**RECORDED INFORMATION:**
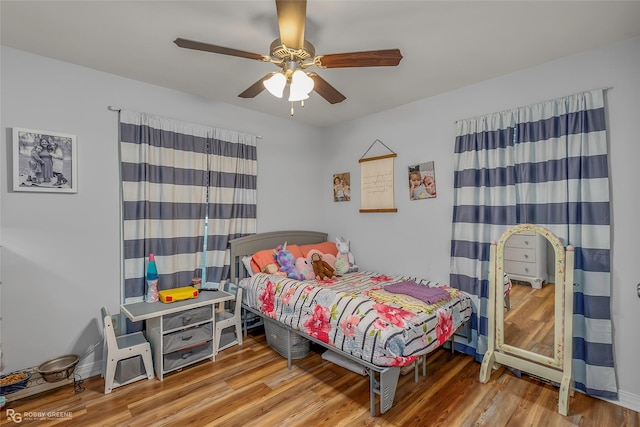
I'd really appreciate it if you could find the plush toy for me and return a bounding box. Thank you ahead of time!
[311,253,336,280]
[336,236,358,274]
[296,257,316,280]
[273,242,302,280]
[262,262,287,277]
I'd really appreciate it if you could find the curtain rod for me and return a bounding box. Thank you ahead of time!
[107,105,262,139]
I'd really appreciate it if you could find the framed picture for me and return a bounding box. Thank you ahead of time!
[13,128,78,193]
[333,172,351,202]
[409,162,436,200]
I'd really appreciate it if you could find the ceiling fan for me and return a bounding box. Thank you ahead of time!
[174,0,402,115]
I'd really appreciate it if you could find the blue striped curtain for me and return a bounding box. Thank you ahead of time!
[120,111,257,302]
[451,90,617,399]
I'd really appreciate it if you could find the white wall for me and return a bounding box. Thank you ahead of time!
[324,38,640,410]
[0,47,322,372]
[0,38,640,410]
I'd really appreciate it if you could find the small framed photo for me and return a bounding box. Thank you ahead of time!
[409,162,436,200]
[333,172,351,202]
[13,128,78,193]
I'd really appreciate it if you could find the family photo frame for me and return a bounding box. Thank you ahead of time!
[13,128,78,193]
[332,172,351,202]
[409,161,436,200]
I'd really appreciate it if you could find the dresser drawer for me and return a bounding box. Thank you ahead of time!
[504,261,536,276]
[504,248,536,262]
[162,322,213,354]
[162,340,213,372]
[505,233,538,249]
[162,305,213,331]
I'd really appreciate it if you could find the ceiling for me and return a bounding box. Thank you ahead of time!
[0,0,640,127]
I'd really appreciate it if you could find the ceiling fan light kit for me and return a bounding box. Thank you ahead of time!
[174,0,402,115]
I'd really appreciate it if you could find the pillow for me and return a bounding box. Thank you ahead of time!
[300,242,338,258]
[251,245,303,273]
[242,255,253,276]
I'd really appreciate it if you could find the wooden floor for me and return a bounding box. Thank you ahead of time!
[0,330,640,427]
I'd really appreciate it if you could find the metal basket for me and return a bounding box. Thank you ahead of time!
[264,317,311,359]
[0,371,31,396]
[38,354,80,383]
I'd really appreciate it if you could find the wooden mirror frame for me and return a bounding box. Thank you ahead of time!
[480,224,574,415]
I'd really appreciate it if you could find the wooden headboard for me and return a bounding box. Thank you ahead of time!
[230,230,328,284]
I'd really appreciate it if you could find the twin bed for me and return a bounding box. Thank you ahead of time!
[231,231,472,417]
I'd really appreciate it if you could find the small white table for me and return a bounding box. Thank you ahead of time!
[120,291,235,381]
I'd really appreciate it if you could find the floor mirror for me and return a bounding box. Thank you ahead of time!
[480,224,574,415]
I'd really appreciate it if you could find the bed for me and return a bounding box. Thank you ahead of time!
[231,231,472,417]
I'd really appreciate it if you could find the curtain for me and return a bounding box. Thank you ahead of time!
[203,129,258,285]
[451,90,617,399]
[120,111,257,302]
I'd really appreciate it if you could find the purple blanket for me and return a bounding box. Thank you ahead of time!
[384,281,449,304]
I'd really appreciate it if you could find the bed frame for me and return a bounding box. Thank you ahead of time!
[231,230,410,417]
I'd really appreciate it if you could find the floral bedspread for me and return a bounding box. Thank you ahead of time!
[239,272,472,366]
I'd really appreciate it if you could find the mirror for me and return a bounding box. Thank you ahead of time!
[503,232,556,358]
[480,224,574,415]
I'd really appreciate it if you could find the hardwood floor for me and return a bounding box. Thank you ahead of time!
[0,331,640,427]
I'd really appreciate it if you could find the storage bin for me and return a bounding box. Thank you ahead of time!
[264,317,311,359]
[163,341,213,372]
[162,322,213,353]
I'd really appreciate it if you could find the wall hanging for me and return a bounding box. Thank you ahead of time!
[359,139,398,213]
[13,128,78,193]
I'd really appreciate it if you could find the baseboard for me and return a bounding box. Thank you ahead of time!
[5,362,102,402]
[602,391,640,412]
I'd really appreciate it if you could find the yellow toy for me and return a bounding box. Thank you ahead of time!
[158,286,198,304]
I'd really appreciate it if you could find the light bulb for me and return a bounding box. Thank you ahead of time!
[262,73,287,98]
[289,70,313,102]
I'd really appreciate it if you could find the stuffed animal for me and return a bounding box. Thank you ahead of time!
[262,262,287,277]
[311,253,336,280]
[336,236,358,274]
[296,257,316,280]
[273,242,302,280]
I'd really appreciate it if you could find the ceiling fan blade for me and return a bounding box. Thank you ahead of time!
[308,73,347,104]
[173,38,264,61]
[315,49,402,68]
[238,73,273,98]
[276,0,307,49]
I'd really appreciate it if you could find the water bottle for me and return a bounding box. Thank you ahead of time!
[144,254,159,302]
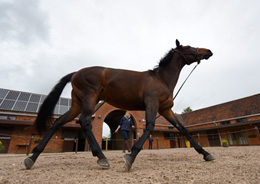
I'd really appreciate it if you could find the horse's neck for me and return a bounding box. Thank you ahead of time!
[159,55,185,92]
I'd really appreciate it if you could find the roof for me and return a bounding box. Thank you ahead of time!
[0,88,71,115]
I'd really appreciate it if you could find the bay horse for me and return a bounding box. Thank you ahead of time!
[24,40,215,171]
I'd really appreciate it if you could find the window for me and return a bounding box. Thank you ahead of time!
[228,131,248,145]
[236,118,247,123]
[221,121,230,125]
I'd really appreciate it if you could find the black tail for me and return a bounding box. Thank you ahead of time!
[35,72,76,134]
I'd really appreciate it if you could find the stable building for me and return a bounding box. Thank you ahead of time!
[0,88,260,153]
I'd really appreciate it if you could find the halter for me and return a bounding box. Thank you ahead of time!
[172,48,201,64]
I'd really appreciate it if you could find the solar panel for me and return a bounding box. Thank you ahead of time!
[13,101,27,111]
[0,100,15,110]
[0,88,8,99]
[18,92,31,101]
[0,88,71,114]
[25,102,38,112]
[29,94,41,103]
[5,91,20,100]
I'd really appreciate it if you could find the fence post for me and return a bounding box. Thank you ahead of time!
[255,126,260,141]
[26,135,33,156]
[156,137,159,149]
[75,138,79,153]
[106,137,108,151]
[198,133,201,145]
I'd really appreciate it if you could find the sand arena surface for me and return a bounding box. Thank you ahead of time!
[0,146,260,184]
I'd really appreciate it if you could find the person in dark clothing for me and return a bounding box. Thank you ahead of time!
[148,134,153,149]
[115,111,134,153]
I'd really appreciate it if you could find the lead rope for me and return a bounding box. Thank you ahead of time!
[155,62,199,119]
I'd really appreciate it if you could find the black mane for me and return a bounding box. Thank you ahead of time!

**DIRECTION:** Please copy all of the data above word for word, leaving out the pictures.

**WRITTEN RESPONSE:**
I'd really appreciate it if you could find the plush toy for me and return a bounding box. Thank you ahead of time!
[311,253,336,280]
[336,236,358,274]
[296,257,316,280]
[273,242,302,280]
[262,262,287,277]
I'd really appreciate it if you could find the curtain rod for me and return a bounding box. Thank you ahead of time!
[107,105,262,139]
I'd really appreciate it if you could find the framed picture for me and return a bounding box. Thank you ahead of time!
[13,128,78,193]
[333,172,351,202]
[409,162,436,200]
I'd really appreciate it if you could find the ceiling fan for me and return a bounding box. Thank you ahead of time!
[174,0,402,115]
I'd really appreciate it if you could find the blue striped curtain for me and return a bounding box. Thank you ahead of time!
[120,111,257,302]
[451,90,617,399]
I'd really appreciate it if you could find the white wall for me and return a bounding box. Thank you ahead of time!
[324,38,640,410]
[0,47,322,372]
[0,38,640,410]
I'd really appreciate it if you could find the small framed photo for me and return a bounding box. Thank you ahead of time!
[409,162,436,200]
[333,172,351,202]
[13,128,78,193]
I'd really appreciate it if you could find the family photo frame for me and return a bounding box. Thank you ahead of time!
[13,128,78,193]
[332,172,351,202]
[409,161,436,200]
I'd really appreciate it if you could find the dresser drawer for me and return a bounding box. Thank you ahead of time!
[504,261,536,276]
[504,248,536,262]
[162,322,213,354]
[162,340,213,372]
[505,233,538,249]
[162,305,213,331]
I'd really appreciate it if you could find the ceiling for me and return a bounding box. Thank you ahead of time!
[0,0,640,127]
I'd really appreciate it if you could find the ceiling fan light kit for me and return a bounding box. Thank you ahead of time!
[174,0,402,115]
I'd really appreciate it if you could find the pillow for me and return a bounding box. Thank you ahead of time!
[300,242,338,258]
[251,245,303,273]
[242,255,253,276]
I'd really appreciate it if you could find the wooden floor for me and return a bounding box. Thank you ahead of time!
[0,330,640,427]
I'd really appreciate it if you could find the metal basket for me and return a bounding box. Thank you ahead of time!
[264,317,311,359]
[0,371,31,396]
[38,354,80,383]
I'd really appreciate it if you could find the wooden mirror frame for me and return a bounding box. Thank you ahead of time!
[480,224,574,415]
I'd really appreciate it if you could find the wooden headboard for me and return a bounding box. Thank you ahead of time!
[230,230,328,284]
I'd really appreciate it if you could find the twin bed for me and return a bounding box. Thank you ahead of time!
[231,231,472,417]
I'd really appreciate it if you could find the small white table for me and return a bounding box. Thank you ahead of time!
[120,291,235,381]
I'd really appreciate it if you could find the floor mirror for me and return a bounding box. Thank you ahead of time!
[480,224,574,415]
I'd really appreciate it if you could find the bed for me and return a bounding box. Thank you ahead of time!
[231,231,472,417]
I'd really appreciate it if you could find the curtain for me and return a bounding box. Thank you ahead of time!
[203,129,258,285]
[451,90,617,399]
[120,111,257,302]
I'd really appreciate it if you could find the purple blanket for me and return a bounding box. Thank you ahead of time!
[384,281,449,304]
I'd really appreciate it if you could find the bed frame for me and return a bounding box. Thank you ahead of time!
[231,230,410,417]
I'd really appreciate it if you could find the floral bedspread for me and return a bounding box. Thank you ahead of time!
[239,272,472,366]
I'd really appreciate it if you could find the mirror for me and return a bounding box. Thank you ahead of time!
[503,232,556,358]
[480,224,574,415]
I'd really appreciate it if you could find the hardwood floor for me and return a bounding box. Thank you ahead of time!
[0,331,640,427]
I'd really appreciate it if you could find the storage bin for me and return a bounding box. Thank you ahead of time!
[264,317,311,359]
[163,341,213,372]
[162,322,213,353]
I'd really appreciate it if you could find the wall hanging for me and return a bounding box. Thank you ahead of time!
[359,139,398,213]
[13,128,78,193]
I'd really appreciate it if you could find the baseboard for me and return a bounding box. Thank you ahead of time!
[5,362,102,402]
[602,391,640,412]
I'd really appreciate it if you could find the yellow toy for me and return a bounding box. Thank you ahead of time!
[158,286,198,304]
I'd really appreciate it if you could find the light bulb for me and return a bounding box. Thank you ahead of time!
[262,73,287,98]
[289,70,313,102]
I'd really appreciate it if you could find the stuffed animal for me and return a bounding box. Thank you ahead of time!
[262,262,287,277]
[311,253,336,280]
[336,236,358,274]
[296,257,316,280]
[273,242,302,280]
I'd really appreciate it if you could find the ceiling fan blade for me and return a bounding box. Thank you ahead of time!
[308,73,347,104]
[173,38,264,61]
[315,49,402,68]
[238,73,273,98]
[276,0,307,49]
I'd really appreciate it if you could find the water bottle for me and return a bounding box. Thank you ahead of time!
[144,254,159,302]
I'd really appreciate it if you could find the horse's neck for me and return a bounding box. Thank you ahead of time!
[159,55,185,92]
I'd really appreciate it if you could find the roof for me and return a bounding box. Thank you ahead of time!
[0,88,71,115]
I'd really appreciate it if you could find the bay horse for me and return a bounding box. Thank you ahead of time!
[24,40,215,171]
I'd really appreciate it if you could find the window for me and return a bounding box. Thank you ahead of time!
[228,131,248,145]
[236,118,247,123]
[221,121,230,125]
I'd really appreciate it if you could find the black tail for me and return a bounding box. Thank you ahead of time!
[35,72,76,134]
I'd really appreciate it if you could find the stable building for me and return a bounding box. Thank you ahead of time!
[0,88,260,153]
I'd really appreciate it if you could find the halter for me and return a bounding box. Thank you ahead of time!
[172,48,201,64]
I'd really appreciate it if you could find the solar panel for me and return a bounding box. Thank you ahead of time!
[13,101,27,111]
[0,100,15,110]
[0,88,8,99]
[18,92,31,101]
[0,88,71,114]
[25,102,38,112]
[29,94,41,103]
[5,91,20,100]
I'd really appreciate it if you could find the fence post for me and return a bounding box. Thank you ahead of time!
[255,126,260,141]
[26,135,33,156]
[156,137,159,149]
[75,138,79,153]
[106,137,108,151]
[198,133,201,145]
I'd really appreciate it if you could find the sand arena surface for me and return a bounding box. Thank you ahead of time!
[0,146,260,184]
I'd really appreciate it if you could find the person in dark clothing for me and return a bounding box. Thank you ahead of time!
[148,134,153,149]
[115,111,134,153]
I'd really appreciate it if you could find the lead rope for me and return a bounding box. Thank you ahead of time!
[155,62,199,119]
I'd really appreciate it if you could find the black mane for me and return a bounding box. Thank you ahead of time!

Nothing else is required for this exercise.